(Excerpts from point annotation data)

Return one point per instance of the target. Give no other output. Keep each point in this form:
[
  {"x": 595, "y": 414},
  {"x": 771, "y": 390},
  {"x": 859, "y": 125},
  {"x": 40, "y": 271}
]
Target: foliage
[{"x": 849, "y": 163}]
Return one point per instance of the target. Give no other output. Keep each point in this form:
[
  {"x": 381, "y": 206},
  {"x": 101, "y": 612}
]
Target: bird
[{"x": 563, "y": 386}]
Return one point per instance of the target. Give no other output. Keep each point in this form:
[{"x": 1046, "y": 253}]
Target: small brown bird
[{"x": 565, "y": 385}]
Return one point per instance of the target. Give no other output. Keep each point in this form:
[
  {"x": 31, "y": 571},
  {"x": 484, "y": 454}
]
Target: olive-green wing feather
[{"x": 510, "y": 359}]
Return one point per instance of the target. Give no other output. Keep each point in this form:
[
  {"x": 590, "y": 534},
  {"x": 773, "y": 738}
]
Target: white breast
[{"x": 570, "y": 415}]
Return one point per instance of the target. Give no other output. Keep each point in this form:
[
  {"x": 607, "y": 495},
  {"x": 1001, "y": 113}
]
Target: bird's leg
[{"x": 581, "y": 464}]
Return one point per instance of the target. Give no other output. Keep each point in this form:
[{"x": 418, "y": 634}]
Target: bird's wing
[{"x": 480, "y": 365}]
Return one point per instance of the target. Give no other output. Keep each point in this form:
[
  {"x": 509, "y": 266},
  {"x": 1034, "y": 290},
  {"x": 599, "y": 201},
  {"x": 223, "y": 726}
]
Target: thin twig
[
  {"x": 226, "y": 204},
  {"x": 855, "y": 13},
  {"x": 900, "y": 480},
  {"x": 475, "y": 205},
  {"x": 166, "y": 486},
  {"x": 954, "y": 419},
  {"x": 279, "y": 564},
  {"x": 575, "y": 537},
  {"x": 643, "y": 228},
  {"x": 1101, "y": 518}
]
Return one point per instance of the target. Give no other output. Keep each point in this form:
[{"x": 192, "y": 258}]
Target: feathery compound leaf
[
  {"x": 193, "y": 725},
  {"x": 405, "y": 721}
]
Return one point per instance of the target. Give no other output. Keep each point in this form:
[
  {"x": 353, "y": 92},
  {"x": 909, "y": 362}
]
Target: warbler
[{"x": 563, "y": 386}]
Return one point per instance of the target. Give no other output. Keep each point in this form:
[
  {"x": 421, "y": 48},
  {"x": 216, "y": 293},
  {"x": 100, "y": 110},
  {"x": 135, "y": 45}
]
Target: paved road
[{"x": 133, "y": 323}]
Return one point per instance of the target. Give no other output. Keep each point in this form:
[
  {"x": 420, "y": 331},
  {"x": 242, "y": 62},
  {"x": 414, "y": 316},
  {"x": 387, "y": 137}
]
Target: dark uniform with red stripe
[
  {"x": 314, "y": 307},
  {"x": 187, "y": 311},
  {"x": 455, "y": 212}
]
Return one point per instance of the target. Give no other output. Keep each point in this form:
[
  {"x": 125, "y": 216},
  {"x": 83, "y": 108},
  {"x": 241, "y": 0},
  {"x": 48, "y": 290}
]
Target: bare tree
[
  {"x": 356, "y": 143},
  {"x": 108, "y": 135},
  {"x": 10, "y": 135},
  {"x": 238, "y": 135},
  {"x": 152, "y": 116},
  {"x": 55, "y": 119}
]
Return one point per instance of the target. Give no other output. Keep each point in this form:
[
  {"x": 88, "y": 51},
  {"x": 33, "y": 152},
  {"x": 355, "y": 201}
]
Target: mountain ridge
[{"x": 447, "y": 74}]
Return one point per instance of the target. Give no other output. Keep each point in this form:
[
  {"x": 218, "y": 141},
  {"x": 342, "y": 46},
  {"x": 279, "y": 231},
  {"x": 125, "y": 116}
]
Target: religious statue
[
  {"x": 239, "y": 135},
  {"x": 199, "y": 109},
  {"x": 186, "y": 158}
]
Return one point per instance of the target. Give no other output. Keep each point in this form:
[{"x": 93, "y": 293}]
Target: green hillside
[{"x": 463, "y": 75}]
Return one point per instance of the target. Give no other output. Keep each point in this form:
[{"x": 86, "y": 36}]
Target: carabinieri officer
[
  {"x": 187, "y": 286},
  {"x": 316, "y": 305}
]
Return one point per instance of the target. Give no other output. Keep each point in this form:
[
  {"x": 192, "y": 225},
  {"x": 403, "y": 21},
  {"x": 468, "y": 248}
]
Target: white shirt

*SHORT EXERCISE*.
Repeat the records exactly, including every line.

*RESPONSE*.
Return one point per instance of the target. Give no other output. Keep each point in this form:
[
  {"x": 595, "y": 414},
  {"x": 771, "y": 390},
  {"x": 859, "y": 125},
  {"x": 40, "y": 271}
]
Target: foliage
[{"x": 849, "y": 163}]
Return one point per instance of the target. Give no other output. Keep each point in this form:
[
  {"x": 381, "y": 206},
  {"x": 101, "y": 612}
]
Target: bird
[{"x": 563, "y": 386}]
Return one point per instance of the target. Give no other output. Keep each point in this form:
[{"x": 1046, "y": 253}]
Target: small brown bird
[{"x": 565, "y": 385}]
Return one point per instance of the target. Give no other output. Keep each point in this form:
[
  {"x": 31, "y": 571},
  {"x": 484, "y": 454}
]
Target: olive-green wing feather
[{"x": 510, "y": 359}]
Return one point per instance of the target. Give no other output. Keep each point in this form:
[
  {"x": 590, "y": 534},
  {"x": 773, "y": 738}
]
Target: white breast
[{"x": 570, "y": 415}]
Return one point per instance of the target. Give no other output. Keep each point in this form:
[
  {"x": 607, "y": 495},
  {"x": 1001, "y": 113}
]
Target: bird's leg
[{"x": 581, "y": 464}]
Return one point per instance of the target. Give no other output. Keep each point in this form:
[{"x": 418, "y": 634}]
Target: bird's wing
[{"x": 480, "y": 365}]
Return one point per instance of the target. Give no other output. Keep each point in this form:
[
  {"x": 509, "y": 266},
  {"x": 1034, "y": 290},
  {"x": 599, "y": 201},
  {"x": 223, "y": 726}
]
Target: thin twig
[
  {"x": 226, "y": 204},
  {"x": 855, "y": 13},
  {"x": 900, "y": 480},
  {"x": 475, "y": 205},
  {"x": 166, "y": 486},
  {"x": 954, "y": 419},
  {"x": 279, "y": 564},
  {"x": 575, "y": 537},
  {"x": 643, "y": 228},
  {"x": 1101, "y": 518}
]
Return one point per instance of the target. Give no other output. Keep each point in this form:
[{"x": 192, "y": 258}]
Target: feathery compound leaf
[
  {"x": 193, "y": 725},
  {"x": 405, "y": 721}
]
Return one point per instance of the target. Give no other output. Keep each point in this form:
[
  {"x": 353, "y": 92},
  {"x": 909, "y": 362}
]
Target: warbler
[{"x": 563, "y": 386}]
Return one point per instance of the target. Give no other output. Keep each point in this form:
[
  {"x": 421, "y": 48},
  {"x": 216, "y": 293},
  {"x": 100, "y": 110},
  {"x": 135, "y": 45}
]
Target: paved road
[{"x": 133, "y": 323}]
Return one point per instance of the target. Give no other output. Keep each point in this form:
[
  {"x": 420, "y": 331},
  {"x": 242, "y": 62},
  {"x": 414, "y": 316},
  {"x": 387, "y": 137}
]
Target: dark uniform with red stripe
[
  {"x": 314, "y": 307},
  {"x": 187, "y": 311},
  {"x": 455, "y": 212}
]
Return one point per instance of the target. Give no other output. Keep each point in this form:
[
  {"x": 125, "y": 216},
  {"x": 83, "y": 108},
  {"x": 241, "y": 0},
  {"x": 48, "y": 290}
]
Target: bare tree
[
  {"x": 356, "y": 143},
  {"x": 108, "y": 135},
  {"x": 10, "y": 135},
  {"x": 238, "y": 135},
  {"x": 152, "y": 116},
  {"x": 55, "y": 119}
]
Return one point per instance of the target. Give no other output. Keep each point in this form:
[
  {"x": 88, "y": 51},
  {"x": 33, "y": 152},
  {"x": 355, "y": 201}
]
Target: mountain ridge
[{"x": 447, "y": 74}]
Return one point per instance of the target. Give no other output. Keep each point in this form:
[
  {"x": 218, "y": 141},
  {"x": 342, "y": 46},
  {"x": 279, "y": 231},
  {"x": 125, "y": 116}
]
Target: religious statue
[
  {"x": 239, "y": 135},
  {"x": 199, "y": 109},
  {"x": 186, "y": 158}
]
Return one point per instance of the target. Give no other output. Keep each point in this form:
[{"x": 93, "y": 293}]
Target: green hillside
[{"x": 463, "y": 75}]
Return one point per instance of the target. Give no other output. Keep each point in this form:
[{"x": 86, "y": 36}]
Target: carabinieri officer
[
  {"x": 187, "y": 286},
  {"x": 316, "y": 305}
]
Return one point per instance of the target. Give no other output. Keep each point in this form:
[
  {"x": 192, "y": 225},
  {"x": 403, "y": 21},
  {"x": 468, "y": 248}
]
Target: white shirt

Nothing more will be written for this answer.